Supernovae are useful for cosmology because they are excellent standard candles across cosmological distances. They allow the expansion history of the universe to be measured by looking at the relationship between the distance to an object and its redshift, which gives how fast it is receding from us. The relationship is roughly linear, according to Hubble's law. It is relatively easy to measure redshift, but finding the distance to an object is more difficult. Usually, astronomers use standard candles: objects for which the intrinsic brightness, the absolute magnitude, is known. This allows the object's distance to be measured from its actual observed brightness, or apparent magnitude. Type Ia supernovae are the best-known standard candles across cosmological distances because of their extreme and consistent luminosity.

**Exercise tasks**
1) Print the stretch of the supernovae excerpt from "Supernovae are useful" through "and consistent luminosity.".
2) According to the supernovae excerpt, what makes Type Ia supernovae the best-known standard candles across cosmological distances?

**Supplied information**
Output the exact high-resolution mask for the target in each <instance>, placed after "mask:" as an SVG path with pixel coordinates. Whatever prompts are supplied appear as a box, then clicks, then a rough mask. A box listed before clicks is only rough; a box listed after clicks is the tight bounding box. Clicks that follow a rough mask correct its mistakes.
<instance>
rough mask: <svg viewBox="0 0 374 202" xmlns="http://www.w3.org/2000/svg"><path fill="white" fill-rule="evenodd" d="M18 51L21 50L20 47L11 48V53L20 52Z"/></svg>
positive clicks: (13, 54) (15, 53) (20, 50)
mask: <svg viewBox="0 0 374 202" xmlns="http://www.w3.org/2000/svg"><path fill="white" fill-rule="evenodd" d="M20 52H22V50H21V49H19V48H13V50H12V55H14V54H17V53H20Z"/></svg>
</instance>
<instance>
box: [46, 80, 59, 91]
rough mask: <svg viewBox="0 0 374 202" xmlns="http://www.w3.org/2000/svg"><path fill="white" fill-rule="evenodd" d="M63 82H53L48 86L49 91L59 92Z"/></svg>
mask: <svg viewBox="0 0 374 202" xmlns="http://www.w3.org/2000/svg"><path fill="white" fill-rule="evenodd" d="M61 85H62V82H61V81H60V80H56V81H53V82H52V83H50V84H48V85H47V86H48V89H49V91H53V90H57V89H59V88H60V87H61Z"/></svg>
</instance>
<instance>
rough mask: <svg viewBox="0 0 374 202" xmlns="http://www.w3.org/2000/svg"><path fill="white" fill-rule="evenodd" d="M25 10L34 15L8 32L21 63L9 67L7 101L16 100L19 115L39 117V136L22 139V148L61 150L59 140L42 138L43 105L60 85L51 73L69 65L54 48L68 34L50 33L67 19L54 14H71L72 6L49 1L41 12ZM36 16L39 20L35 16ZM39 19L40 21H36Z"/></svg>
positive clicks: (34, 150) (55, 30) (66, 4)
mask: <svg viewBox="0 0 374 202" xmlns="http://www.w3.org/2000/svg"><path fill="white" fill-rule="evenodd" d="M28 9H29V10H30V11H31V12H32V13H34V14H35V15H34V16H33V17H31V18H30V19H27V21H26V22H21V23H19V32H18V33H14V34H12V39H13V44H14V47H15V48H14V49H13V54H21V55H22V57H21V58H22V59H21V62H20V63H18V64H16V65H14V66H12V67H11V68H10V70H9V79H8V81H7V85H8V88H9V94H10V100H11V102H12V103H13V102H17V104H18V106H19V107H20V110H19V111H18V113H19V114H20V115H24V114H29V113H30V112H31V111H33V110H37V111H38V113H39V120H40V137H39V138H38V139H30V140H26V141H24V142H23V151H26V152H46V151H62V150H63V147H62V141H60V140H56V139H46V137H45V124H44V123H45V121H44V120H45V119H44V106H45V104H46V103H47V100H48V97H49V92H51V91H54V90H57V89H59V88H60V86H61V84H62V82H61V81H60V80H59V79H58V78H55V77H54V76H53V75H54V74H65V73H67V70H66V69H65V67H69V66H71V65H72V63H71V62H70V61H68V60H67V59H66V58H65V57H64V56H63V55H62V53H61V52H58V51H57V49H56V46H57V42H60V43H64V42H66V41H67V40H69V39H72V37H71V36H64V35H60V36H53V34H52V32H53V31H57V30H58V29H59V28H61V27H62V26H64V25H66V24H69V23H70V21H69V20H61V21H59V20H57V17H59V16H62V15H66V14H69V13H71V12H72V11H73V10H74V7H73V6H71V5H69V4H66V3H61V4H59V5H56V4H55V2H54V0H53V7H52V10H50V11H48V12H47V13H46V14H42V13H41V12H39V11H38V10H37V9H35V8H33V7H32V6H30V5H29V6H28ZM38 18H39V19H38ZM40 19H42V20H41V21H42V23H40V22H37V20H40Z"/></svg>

**Responses to the exercise**
1)
Supernovae are useful for cosmology because they are excellent standard candles across cosmological distances. They allow the expansion history of the universe to be measured by looking at the relationship between the distance to an object and its redshift, which gives how fast it is receding from us. The relationship is roughly linear, according to Hubble's law. It is relatively easy to measure redshift, but finding the distance to an object is more difficult. Usually, astronomers use standard candles: objects for which the intrinsic brightness, the absolute magnitude, is known. This allows the object's distance to be measured from its actual observed brightness, or apparent magnitude. Type Ia supernovae are the best-known standard candles across cosmological distances because of their extreme and consistent luminosity.

2) Their extreme and consistent luminosity.